# Task to complete:
Write out each line that follows exactly as it stands, without the pictures.

# The data:
● ● ● ● ● ● ●

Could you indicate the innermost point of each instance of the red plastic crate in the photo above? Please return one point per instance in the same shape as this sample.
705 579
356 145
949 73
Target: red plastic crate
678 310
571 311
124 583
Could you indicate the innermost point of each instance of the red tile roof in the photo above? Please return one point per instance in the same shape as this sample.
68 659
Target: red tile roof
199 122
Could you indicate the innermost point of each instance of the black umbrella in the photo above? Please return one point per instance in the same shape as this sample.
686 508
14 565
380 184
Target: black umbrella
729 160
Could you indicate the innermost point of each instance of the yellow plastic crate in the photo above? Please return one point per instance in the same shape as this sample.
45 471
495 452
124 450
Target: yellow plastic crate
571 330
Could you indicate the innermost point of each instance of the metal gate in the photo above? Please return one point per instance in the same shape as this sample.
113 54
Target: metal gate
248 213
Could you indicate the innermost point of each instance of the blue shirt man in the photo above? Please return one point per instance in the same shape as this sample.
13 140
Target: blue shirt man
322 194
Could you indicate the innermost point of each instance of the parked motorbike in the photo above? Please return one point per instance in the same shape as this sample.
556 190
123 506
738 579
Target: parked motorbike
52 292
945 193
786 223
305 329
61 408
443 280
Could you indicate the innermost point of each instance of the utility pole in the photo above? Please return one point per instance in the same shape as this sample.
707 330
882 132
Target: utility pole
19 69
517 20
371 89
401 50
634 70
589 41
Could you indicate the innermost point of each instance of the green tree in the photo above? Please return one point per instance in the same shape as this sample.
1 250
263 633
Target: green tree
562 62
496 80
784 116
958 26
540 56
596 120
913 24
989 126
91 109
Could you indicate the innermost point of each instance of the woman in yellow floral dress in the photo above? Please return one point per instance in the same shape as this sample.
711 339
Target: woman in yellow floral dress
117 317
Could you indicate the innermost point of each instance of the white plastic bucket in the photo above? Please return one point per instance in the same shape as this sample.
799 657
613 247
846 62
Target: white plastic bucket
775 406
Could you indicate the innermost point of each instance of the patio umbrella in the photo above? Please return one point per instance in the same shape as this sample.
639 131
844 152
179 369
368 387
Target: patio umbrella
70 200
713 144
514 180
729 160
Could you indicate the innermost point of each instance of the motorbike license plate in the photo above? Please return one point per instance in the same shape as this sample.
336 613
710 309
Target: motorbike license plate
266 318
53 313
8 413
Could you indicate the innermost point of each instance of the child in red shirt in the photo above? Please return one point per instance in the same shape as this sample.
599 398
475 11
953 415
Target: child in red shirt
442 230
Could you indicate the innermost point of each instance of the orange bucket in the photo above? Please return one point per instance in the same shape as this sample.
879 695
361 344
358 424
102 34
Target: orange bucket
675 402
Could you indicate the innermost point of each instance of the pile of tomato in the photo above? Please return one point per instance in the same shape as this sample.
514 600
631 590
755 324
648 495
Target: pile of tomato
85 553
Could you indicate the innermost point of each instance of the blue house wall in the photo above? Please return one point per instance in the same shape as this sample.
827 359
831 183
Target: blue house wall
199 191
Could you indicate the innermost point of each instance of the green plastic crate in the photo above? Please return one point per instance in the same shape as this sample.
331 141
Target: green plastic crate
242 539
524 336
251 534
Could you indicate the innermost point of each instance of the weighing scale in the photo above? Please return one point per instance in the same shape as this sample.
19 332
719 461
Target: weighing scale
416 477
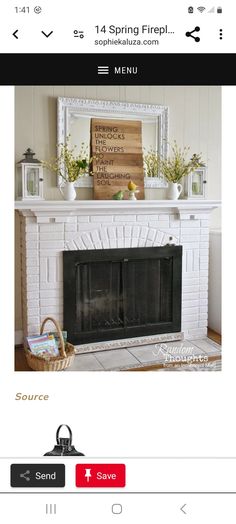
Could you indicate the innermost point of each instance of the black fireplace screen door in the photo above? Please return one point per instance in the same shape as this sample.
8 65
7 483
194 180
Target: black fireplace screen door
121 293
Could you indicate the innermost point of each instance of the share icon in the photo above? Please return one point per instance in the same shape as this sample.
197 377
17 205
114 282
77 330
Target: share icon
195 30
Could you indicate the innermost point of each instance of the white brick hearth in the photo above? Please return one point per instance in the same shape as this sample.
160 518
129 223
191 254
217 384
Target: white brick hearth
49 228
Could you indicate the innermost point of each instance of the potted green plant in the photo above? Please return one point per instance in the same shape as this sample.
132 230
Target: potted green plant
151 160
70 166
176 166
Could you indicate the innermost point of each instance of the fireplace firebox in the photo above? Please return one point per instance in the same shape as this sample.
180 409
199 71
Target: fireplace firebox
120 293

● ● ● ● ● ● ●

# Full solution:
Could you indicate the innermost point of each instance of the red plastic crate in the photo above? Please return one point per instance in the same shape as this sample.
705 579
356 145
949 73
Target: red plastic crate
678 310
571 311
124 583
Could you indicate the innermost point of each instance of the red tile roof in the photo above? Please return one point per instance in the same shape as this sample.
68 659
Target: red tile roof
199 122
Could you indicate the innermost point of each instance of the black umbrella in the photo above? Please return one point per instance in the same shape as this sample.
686 508
14 565
380 184
Target: black umbrella
729 160
Could you indicate the innermost point of each instance of the yellow plastic crate in the photo above? Please return one point per instance in the same shape as this sample.
45 471
495 452
124 450
Target: yellow plastic crate
571 330
Could you indicate the innermost point of each instance of the metal gate in the photo above? Please return one point per instance in the same shape as this sample.
113 54
Target: metal gate
248 213
Could you indicate the innermost point of each instance of the blue shirt man in the photo above? Please return one point per instance in the same shape as this sample.
13 140
Target: blue shirt man
322 194
Could you indicate the innermost point of each instance of the parked motorbike in the photo above? Please return one point per instance in the same shape as this sample.
556 190
123 506
738 579
Target: parked motorbike
52 292
945 193
786 223
305 329
61 408
443 280
Could you indicate the innermost point of each instance of the utility pole in the photo above? Please return one point per instance in the same shape as this sample.
707 330
882 132
Target: utility pole
19 69
517 20
371 89
401 50
634 70
589 41
Could you indicate the innermost point of each instance of the green tree in the photo above? Please return one point per instance in the same shape as this sample.
1 250
263 633
Target: green tree
562 62
496 80
784 116
958 26
540 56
596 120
913 24
989 126
91 109
Could you indicate the innermost point of each instance of the woman in yellow floral dress in the photo above? Please return one point per instance in the same shape as this sample.
711 339
Target: woman in yellow floral dress
117 317
Could you indicate the innermost point of each instance of the white plastic bucket in the photo above? Please return one point per instance in the same shape as this sample.
799 657
613 247
846 62
Target: white plastic bucket
775 406
Could you indicate the innermost point of each instance of the patio umbrella in the photo above? Please return one point per instance in the same shape as this sample.
639 131
844 152
179 369
368 387
Target: patio umbrella
70 200
713 144
514 180
729 160
Could you indicate the innermost point of each instance of the motorbike license plate in the photo above? Please return one point per instance in the same shape as this sample.
336 613
710 309
Target: motorbike license plate
266 318
53 313
8 413
Could you indicate the innermost point of each instance of the child in red shirt in the photo above? Please return one point per instance in the same shape as this sample.
599 398
475 11
953 415
Target: child in red shirt
442 230
Could you indicate the innermost point of each instance of the orange bucket in the photo above? Please return one point per instance in the same shape as this sample.
879 695
361 344
358 424
102 34
Target: orange bucket
675 402
Could you indicate the innermost point of each instance of the pile of tomato in the photo above? Please return one point per instance in the same shape as this sample.
514 600
631 590
755 324
648 495
Target: pile of tomato
85 553
Could you indicate the innermost point of each instance of the blue house wall in the photo above? Please return one point per instance in the same shape as this sample.
827 359
831 183
Target: blue house wall
199 191
Could you indicate the innermost point of each instance of the green plastic crate in the photo above? Please return one point per instance in the same shape as this sample.
331 141
Target: green plastic crate
242 539
524 336
251 534
Could you indicate the innermost point of each instance of the weighing scale in the photo above? Please return one point per instance in the same shape as this sample.
19 332
719 461
Target: weighing scale
416 477
Could you indicate the innermost point of each instance of the black fireplace screen door in the photo above? Please return one point per instance in the same shape as this sample.
8 65
7 483
194 180
Target: black fireplace screen door
121 293
Could you indicate the innermost point of each instance of the share icon in the photo above? Please return one point per instance in the same shape as this sample.
197 377
17 205
114 282
77 330
Target: share icon
195 30
Could you indicate the innermost point of each instance of the white brick hearth in the photo above? Please return one point per instance in the same shape as this sample.
160 518
129 223
191 254
217 384
Target: white brick hearth
49 228
Could you indicate the innermost point of each instance of the potted green plant in the photo above? Please return one point per instance in the same shape as this sample.
132 230
Target: potted green plant
151 160
70 166
176 166
Could you indicate the innermost point of each instance of the fireplace firebox in the photo above? Please return one point per instance in the same shape as this sample.
180 409
199 71
Target: fireplace firebox
120 293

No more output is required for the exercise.